Dataset entries
----

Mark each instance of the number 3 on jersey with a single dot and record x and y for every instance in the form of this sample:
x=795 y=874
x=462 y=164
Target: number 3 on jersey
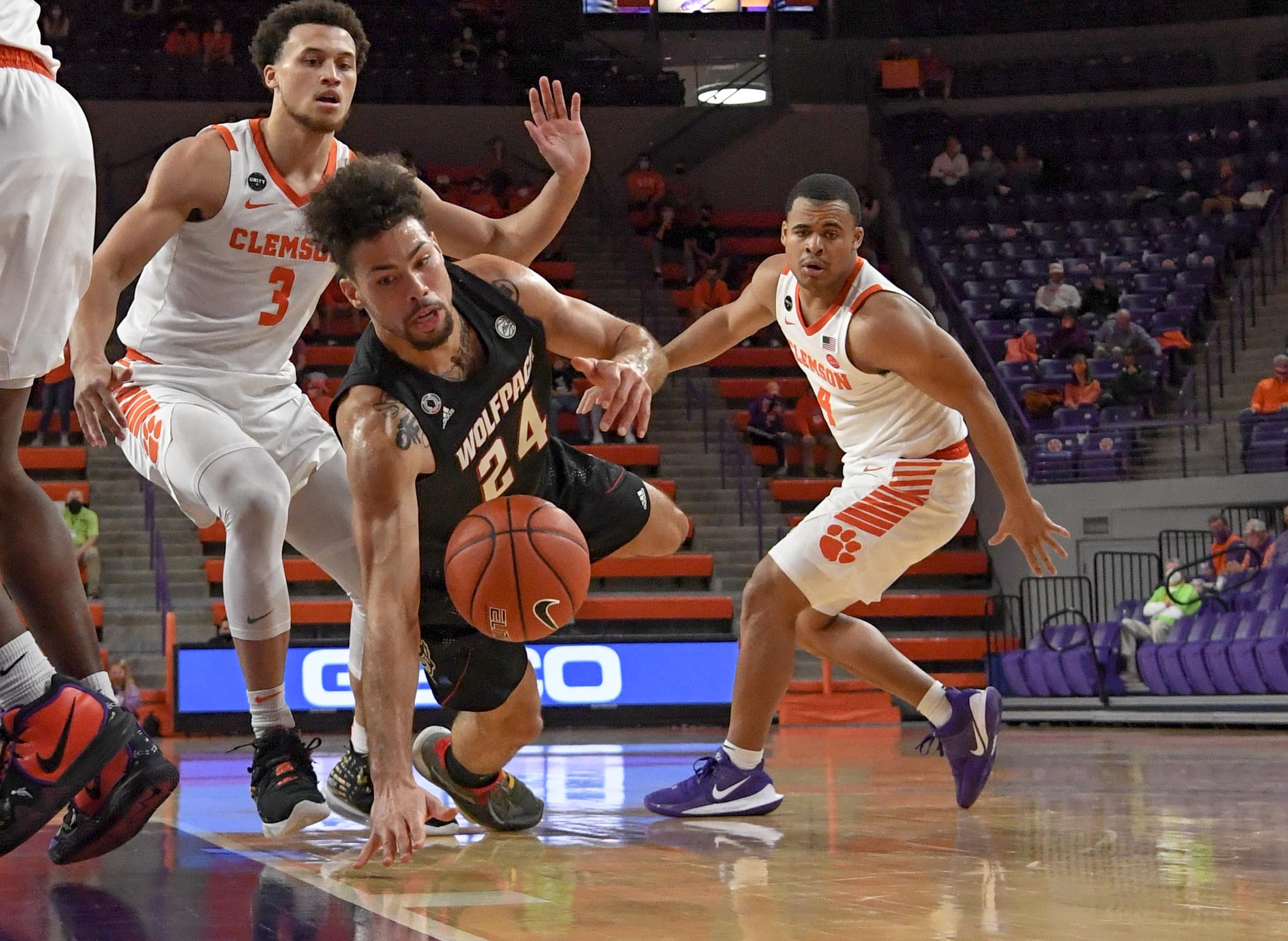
x=285 y=280
x=495 y=473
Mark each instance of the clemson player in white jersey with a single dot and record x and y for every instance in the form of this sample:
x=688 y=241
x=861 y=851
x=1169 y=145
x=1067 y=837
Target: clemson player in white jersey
x=898 y=393
x=205 y=402
x=61 y=734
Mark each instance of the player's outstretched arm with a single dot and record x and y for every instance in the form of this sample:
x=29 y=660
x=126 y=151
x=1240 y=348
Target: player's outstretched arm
x=562 y=139
x=623 y=361
x=190 y=181
x=897 y=335
x=715 y=333
x=387 y=450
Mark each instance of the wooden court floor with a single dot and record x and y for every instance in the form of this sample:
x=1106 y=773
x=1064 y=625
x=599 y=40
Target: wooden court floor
x=1132 y=835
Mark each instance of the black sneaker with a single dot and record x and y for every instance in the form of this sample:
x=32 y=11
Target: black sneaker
x=114 y=806
x=507 y=804
x=348 y=792
x=284 y=784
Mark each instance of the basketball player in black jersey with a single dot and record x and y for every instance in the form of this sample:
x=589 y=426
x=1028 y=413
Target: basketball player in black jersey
x=443 y=408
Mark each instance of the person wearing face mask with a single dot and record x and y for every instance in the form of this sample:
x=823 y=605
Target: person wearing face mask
x=1171 y=600
x=83 y=524
x=1272 y=393
x=987 y=173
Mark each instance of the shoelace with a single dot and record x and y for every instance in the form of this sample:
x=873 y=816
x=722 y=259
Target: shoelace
x=931 y=743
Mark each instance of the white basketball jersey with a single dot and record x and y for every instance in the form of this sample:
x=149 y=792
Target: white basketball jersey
x=235 y=291
x=871 y=416
x=20 y=27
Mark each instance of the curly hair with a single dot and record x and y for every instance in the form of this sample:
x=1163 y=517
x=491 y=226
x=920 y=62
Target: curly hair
x=362 y=200
x=274 y=30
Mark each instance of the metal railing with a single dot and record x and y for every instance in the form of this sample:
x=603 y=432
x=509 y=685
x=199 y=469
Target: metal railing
x=737 y=464
x=156 y=555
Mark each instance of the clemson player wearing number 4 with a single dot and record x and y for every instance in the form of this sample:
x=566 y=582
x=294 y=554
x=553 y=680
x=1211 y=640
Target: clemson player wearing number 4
x=205 y=402
x=898 y=394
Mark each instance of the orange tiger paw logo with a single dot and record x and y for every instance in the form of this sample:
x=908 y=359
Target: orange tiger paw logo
x=839 y=545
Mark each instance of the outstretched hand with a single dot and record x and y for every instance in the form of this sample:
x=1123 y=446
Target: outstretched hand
x=1035 y=533
x=621 y=391
x=557 y=129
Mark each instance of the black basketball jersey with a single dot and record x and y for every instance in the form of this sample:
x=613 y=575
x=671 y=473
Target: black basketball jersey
x=488 y=433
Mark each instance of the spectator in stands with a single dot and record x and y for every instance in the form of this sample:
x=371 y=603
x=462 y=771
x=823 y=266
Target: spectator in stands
x=1082 y=391
x=1272 y=393
x=314 y=387
x=669 y=244
x=1121 y=335
x=1070 y=339
x=56 y=27
x=1023 y=172
x=565 y=398
x=83 y=524
x=987 y=173
x=1171 y=600
x=683 y=194
x=1225 y=543
x=702 y=247
x=1100 y=299
x=1023 y=348
x=57 y=393
x=1256 y=537
x=127 y=692
x=937 y=75
x=1229 y=188
x=950 y=168
x=481 y=200
x=1131 y=387
x=709 y=294
x=645 y=192
x=765 y=424
x=217 y=46
x=815 y=430
x=184 y=43
x=1057 y=297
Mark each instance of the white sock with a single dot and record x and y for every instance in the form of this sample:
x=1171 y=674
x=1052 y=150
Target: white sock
x=268 y=710
x=744 y=758
x=27 y=671
x=935 y=707
x=100 y=684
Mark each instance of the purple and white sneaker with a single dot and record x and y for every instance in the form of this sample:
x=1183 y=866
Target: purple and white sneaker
x=718 y=788
x=969 y=739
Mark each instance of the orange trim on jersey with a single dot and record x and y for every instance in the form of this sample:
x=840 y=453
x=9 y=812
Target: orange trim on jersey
x=133 y=356
x=227 y=136
x=13 y=57
x=810 y=330
x=258 y=137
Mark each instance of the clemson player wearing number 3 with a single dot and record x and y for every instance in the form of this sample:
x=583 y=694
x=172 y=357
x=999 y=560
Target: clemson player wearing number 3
x=898 y=394
x=205 y=402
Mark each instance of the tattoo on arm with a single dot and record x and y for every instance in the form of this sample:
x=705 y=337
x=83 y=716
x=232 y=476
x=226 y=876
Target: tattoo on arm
x=401 y=424
x=508 y=288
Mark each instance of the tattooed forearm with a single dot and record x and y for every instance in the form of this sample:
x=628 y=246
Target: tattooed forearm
x=508 y=288
x=401 y=424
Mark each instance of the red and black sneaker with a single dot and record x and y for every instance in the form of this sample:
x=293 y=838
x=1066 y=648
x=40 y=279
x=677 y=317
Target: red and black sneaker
x=114 y=806
x=52 y=749
x=284 y=783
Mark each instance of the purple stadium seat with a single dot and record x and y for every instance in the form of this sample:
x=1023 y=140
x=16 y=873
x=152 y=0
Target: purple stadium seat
x=1170 y=655
x=1219 y=656
x=1272 y=652
x=1080 y=663
x=1193 y=656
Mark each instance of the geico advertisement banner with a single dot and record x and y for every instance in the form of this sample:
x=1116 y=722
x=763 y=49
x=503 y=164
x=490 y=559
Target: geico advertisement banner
x=664 y=674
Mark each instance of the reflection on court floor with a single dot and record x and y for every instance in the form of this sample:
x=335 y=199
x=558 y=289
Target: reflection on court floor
x=1082 y=835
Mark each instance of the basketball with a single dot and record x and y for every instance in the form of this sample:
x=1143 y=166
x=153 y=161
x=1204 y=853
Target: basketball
x=517 y=568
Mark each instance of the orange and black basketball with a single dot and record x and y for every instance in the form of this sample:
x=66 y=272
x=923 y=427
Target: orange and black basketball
x=517 y=568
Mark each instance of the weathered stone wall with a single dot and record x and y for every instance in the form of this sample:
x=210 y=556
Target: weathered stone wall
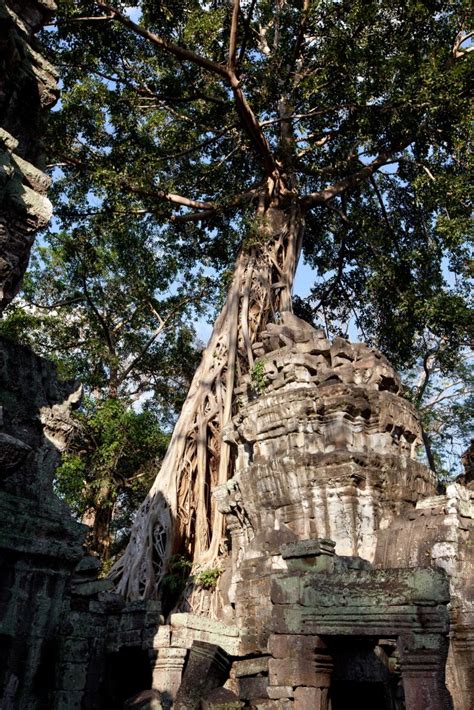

----

The records above are to be restated word for word, with every picture left out.

[Result of this task]
Mark each instance of the number 3 on jersey with a single dot and record x and y for every instance in the form of this sample:
x=795 y=874
x=462 y=164
Target: number 3 on jersey
x=285 y=280
x=495 y=473
Mark each instance of the clemson player in white jersey with a single dot and record x and y for every instance in the form of this sample:
x=688 y=241
x=861 y=851
x=1169 y=145
x=1067 y=837
Target: clemson player in white jersey
x=898 y=393
x=205 y=402
x=61 y=734
Mark each instance of the player's outstretched arm with a single dot and record x and y for every instance in the form of this sample:
x=29 y=660
x=126 y=151
x=1240 y=348
Target: player's outstretched arm
x=562 y=139
x=623 y=361
x=190 y=181
x=897 y=335
x=715 y=333
x=387 y=450
Mark each instance of the wooden court floor with a single dot and record x and y for every instance in the form of this sample:
x=1106 y=773
x=1064 y=625
x=599 y=40
Target: wooden court floor
x=1132 y=835
Mark each instance of the black sneaker with a single dot and record x and y for every instance in the form of this sample:
x=32 y=11
Target: black sneaker
x=114 y=806
x=507 y=804
x=348 y=792
x=284 y=784
Mark each instance of the basketball player in black jersey with a single dot and record x and y for every instance in the form of this sample:
x=589 y=426
x=1028 y=413
Target: basketball player in black jersey
x=443 y=408
Mark each instance of the person wearing face mask with a single dot and record x and y for every instance in the form of this sample:
x=823 y=605
Target: person wearing face mask
x=1171 y=600
x=83 y=524
x=1272 y=393
x=987 y=173
Mark each instance of the shoelace with a single dot and record x and y for every instance in the form of this sample:
x=873 y=816
x=722 y=259
Target: shoelace
x=931 y=743
Mark each instance of the white basketball jersey with a single dot and record x and y for every instance in the form of this sample:
x=149 y=792
Target: white basketball jersey
x=235 y=291
x=871 y=416
x=20 y=27
Mark each instance of the curly hair with a single dot and record x and y for every instance in the form of this sample:
x=1163 y=517
x=491 y=226
x=920 y=62
Target: curly hair
x=362 y=200
x=274 y=30
Mark each instance of the metal railing with a single dot and record x and y for every instance in the form of this sample:
x=603 y=432
x=509 y=685
x=199 y=469
Target: metal railing
x=737 y=464
x=156 y=555
Mark each instance of the clemson player wearing number 4 with a single dot and record x and y for every instance in the form of this sample:
x=566 y=582
x=294 y=554
x=553 y=680
x=1211 y=640
Target: clemson player wearing number 4
x=205 y=402
x=898 y=394
Mark each instance of the orange tiger paw logo with a single dot and record x and y for every instance in the form of this sample:
x=908 y=359
Target: orange tiger paw logo
x=839 y=545
Mark each instance of the outstretched hand with a single dot and record x and y for every instance in the form of this sample:
x=1123 y=446
Target: outstretched hand
x=1035 y=533
x=621 y=391
x=557 y=129
Mark each instance of the black basketball jersey with a single dot and record x and y for every instance in the form of this sample:
x=613 y=575
x=671 y=473
Target: black basketball jersey
x=488 y=433
Mark each instance of the spectator in stands with a single dot and record x and y for every instance in the form of this sample:
x=371 y=603
x=462 y=771
x=823 y=266
Target: spectator in stands
x=1082 y=391
x=1272 y=393
x=314 y=387
x=669 y=244
x=1121 y=335
x=1070 y=339
x=56 y=27
x=1023 y=172
x=565 y=398
x=83 y=524
x=987 y=173
x=1171 y=600
x=683 y=194
x=1225 y=543
x=702 y=247
x=1100 y=299
x=1023 y=348
x=57 y=393
x=1256 y=537
x=127 y=692
x=937 y=75
x=1229 y=188
x=950 y=168
x=481 y=200
x=1131 y=387
x=709 y=294
x=645 y=192
x=765 y=424
x=217 y=46
x=815 y=430
x=184 y=43
x=1057 y=297
Mark each instance of the white sock with a single dot and record x and y for every instance in the form of this sample:
x=1171 y=674
x=1052 y=150
Target: white sock
x=268 y=710
x=744 y=758
x=27 y=671
x=935 y=707
x=100 y=684
Mark each instance of the purple and white sneaker with a single dot and record x and y for every instance in the form of this sample:
x=1183 y=866
Target: purple and white sneaker
x=718 y=788
x=969 y=739
Mark each instance of the orange trim on jersey with a single dot and record x and y for every instance in the form of this sample:
x=840 y=453
x=9 y=812
Target: orange trim on jersey
x=133 y=356
x=227 y=136
x=13 y=57
x=810 y=330
x=258 y=137
Mark each instance of the clemson player wearing number 3 with a single dot and record x and y for every instance in the form of this sample:
x=583 y=694
x=172 y=357
x=999 y=560
Target: clemson player wearing number 3
x=898 y=394
x=205 y=402
Mark each instance of the tattoo on arm with a single dot and record x and y for every instance in the form of this sample:
x=705 y=337
x=83 y=716
x=232 y=476
x=226 y=876
Target: tattoo on arm
x=401 y=424
x=508 y=288
Mark each instance of the tattooed forearm with a single dot and record x and y for every instance in the form of this sample:
x=628 y=246
Target: tattooed forearm
x=508 y=288
x=401 y=424
Mark each instance of the red and black sneaker with a single dot and record x and y for every instance in the form of this sample:
x=293 y=838
x=1066 y=648
x=40 y=279
x=677 y=317
Target: red and black sneaker
x=114 y=806
x=52 y=749
x=284 y=783
Mark each instance of the purple stadium seat with a single dot and record x and y for every instance in the form of this sample:
x=1023 y=140
x=16 y=873
x=152 y=0
Target: purple stadium seat
x=1170 y=655
x=1219 y=656
x=1272 y=652
x=1080 y=663
x=1193 y=656
Mark each instance of the geico advertisement banner with a single dot and record x and y for every instance in the form of this sample:
x=1116 y=722
x=763 y=49
x=503 y=164
x=490 y=559
Target: geico advertisement banner
x=664 y=674
Mark each instance of the reflection on court floor with a single dot and record x and y for every instance in the form of this sample:
x=335 y=199
x=558 y=289
Target: reflection on court floor
x=1082 y=835
Mark each instance of the basketball with a single dot and record x and y for every instance in the form of this sample:
x=1143 y=166
x=153 y=161
x=1204 y=853
Target: basketball
x=517 y=568
Mark each instance of the orange and black basketball with a single dot and record x and y for every instance in the form of this sample:
x=66 y=272
x=923 y=427
Target: orange and black basketball
x=517 y=568
Mark each instance of the weathered stone wall with a single dot and record x and y for every instance in the form of this sample:
x=210 y=556
Target: weathered stone wall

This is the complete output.